Quote all of the following lines exactly, from first to last.

(Location identification entries)
┌────────
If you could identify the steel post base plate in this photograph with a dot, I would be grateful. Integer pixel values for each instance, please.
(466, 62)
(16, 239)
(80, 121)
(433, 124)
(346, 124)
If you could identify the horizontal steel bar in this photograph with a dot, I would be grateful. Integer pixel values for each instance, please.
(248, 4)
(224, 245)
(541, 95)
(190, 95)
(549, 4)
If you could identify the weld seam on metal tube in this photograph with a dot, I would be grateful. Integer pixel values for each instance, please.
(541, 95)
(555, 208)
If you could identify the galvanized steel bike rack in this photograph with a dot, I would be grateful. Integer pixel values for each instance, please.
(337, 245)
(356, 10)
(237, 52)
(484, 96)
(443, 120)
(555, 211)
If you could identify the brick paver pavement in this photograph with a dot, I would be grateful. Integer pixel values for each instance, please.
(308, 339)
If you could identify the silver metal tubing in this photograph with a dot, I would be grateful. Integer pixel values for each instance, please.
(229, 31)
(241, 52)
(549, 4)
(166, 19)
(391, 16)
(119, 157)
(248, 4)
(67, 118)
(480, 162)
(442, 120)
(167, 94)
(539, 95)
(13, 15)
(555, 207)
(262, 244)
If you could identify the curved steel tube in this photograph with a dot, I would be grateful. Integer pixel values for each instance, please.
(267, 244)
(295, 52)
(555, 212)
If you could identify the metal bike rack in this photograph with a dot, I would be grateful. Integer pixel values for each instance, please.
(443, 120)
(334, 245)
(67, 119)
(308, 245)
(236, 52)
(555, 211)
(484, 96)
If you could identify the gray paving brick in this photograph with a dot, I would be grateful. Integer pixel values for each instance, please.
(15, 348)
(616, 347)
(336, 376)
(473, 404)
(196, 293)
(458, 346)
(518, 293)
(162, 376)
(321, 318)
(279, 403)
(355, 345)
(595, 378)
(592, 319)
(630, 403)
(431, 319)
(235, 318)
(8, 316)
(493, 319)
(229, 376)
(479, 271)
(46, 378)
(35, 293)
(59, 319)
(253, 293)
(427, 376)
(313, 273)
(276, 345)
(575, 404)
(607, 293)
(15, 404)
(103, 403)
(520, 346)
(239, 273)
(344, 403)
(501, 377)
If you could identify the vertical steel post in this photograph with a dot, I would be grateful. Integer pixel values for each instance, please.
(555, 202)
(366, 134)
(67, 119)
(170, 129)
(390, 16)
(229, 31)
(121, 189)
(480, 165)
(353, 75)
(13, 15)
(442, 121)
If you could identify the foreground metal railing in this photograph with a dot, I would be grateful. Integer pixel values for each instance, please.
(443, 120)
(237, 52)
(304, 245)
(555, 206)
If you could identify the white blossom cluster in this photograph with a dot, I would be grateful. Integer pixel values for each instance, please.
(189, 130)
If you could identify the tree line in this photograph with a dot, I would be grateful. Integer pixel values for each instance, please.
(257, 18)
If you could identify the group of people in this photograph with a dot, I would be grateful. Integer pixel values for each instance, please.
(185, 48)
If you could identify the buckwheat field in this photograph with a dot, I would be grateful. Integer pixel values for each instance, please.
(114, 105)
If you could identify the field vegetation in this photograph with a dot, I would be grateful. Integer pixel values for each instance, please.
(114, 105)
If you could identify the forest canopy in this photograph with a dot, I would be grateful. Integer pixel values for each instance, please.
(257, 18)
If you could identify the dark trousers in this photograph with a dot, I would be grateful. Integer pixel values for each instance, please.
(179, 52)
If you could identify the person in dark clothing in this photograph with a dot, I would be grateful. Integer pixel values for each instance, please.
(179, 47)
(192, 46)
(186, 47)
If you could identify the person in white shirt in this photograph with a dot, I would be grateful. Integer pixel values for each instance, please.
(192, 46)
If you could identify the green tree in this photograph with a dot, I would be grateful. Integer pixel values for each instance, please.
└────────
[Answer in full]
If you could identify the steel post base plate in this photograph with a dot, I would be grateful. Integer pixel values for each instance, please.
(466, 62)
(16, 239)
(80, 121)
(433, 124)
(346, 124)
If you could identify the horizontal steel bar in this photograph with a dot, I would be grateful. Integer pixel values for each instance, please.
(248, 4)
(224, 245)
(541, 95)
(190, 95)
(549, 4)
If you could identify the weld seam on metal tube in this photograph with a dot, I would be grateful. Integer pixel values for each instance, please.
(541, 95)
(555, 208)
If you could identify the galvanized steel bike rack in this photograph with a dot, I would be grateful. Integer pixel values for each instance, please.
(337, 245)
(356, 10)
(237, 52)
(484, 96)
(443, 120)
(555, 211)
If you could identify the brick paver pavement in this photograph with a dot, I would be grateful. Integer pixel values for each instance, please.
(308, 339)
If you could identify the silver metal tubing in this photograph with a dot, I would be grateful. Integer pixel values for each instance, please.
(229, 31)
(241, 52)
(549, 4)
(166, 19)
(391, 16)
(119, 157)
(248, 4)
(67, 118)
(480, 162)
(442, 120)
(167, 94)
(539, 95)
(13, 15)
(555, 207)
(262, 244)
If you could identify the curved steel tube in this photograph with a dot, I would be grateful. Integer pixel values for each instance, please.
(267, 244)
(295, 52)
(555, 212)
If you could identify the metal bike rack in this photograph with a dot, I would be grateful. Integer pixel values for each instance, please.
(443, 120)
(334, 245)
(67, 119)
(308, 245)
(236, 52)
(555, 211)
(484, 96)
If you could identify the gray paving brick in this photograph with a dot, I would be grateful. Integer pixel values for each instance, please.
(15, 348)
(616, 347)
(336, 376)
(473, 404)
(196, 293)
(458, 346)
(518, 293)
(162, 376)
(321, 318)
(279, 403)
(355, 345)
(595, 378)
(592, 319)
(630, 403)
(431, 319)
(235, 318)
(8, 316)
(493, 319)
(229, 376)
(479, 271)
(46, 378)
(35, 293)
(59, 319)
(253, 293)
(427, 376)
(313, 273)
(276, 345)
(575, 404)
(607, 293)
(15, 404)
(103, 403)
(520, 346)
(239, 273)
(344, 403)
(501, 377)
If you could identify the vertical steel post in this photograph with a dot, I would be grateful. Integer pixel values for each instance, please.
(555, 202)
(366, 134)
(67, 119)
(170, 129)
(390, 16)
(229, 31)
(121, 189)
(480, 165)
(353, 75)
(13, 15)
(442, 121)
If you could identify the foreground metal railing in this photograph with a dot, I would be grateful. Integer pixel values for each instance, please.
(443, 120)
(237, 52)
(304, 245)
(555, 206)
If you could identify the white blossom cluster in this photograph with a dot, I would be grateful. Integer pixel values for each instance, please.
(189, 130)
If you could identify the tree line in this photograph with a dot, I would be grateful. Integer pixel values for each instance, please.
(257, 18)
If you could identify the group of people in this photograph with a dot, I would be grateful. Integer pixel values for each instance, please.
(185, 48)
If you could identify the buckwheat field in this photograph with a dot, I would be grateful. Integer pixel values for each instance, please.
(114, 105)
If you could identify the field vegetation in this photograph with a dot, I would be grateful. Integer pixel values for each instance, please.
(114, 105)
If you could identify the forest canopy in this photograph with a dot, I would be grateful. Integer pixel values for each instance, please.
(257, 18)
If you could identify the dark trousers in this photograph with a dot, I would be grateful. Integer pixel values for each instance, please.
(179, 52)
If you could identify the person in dark clothing in this photograph with a dot, I would be grateful. Integer pixel values for each instance, please.
(179, 47)
(192, 46)
(186, 47)
If you could identify the person in white shirt in this photograph with a dot, I would be grateful. Integer pixel values for each instance, please.
(192, 46)
If you could identify the green tree in this photograph with a dot, I would be grateful. Integer pixel values for each instance, please.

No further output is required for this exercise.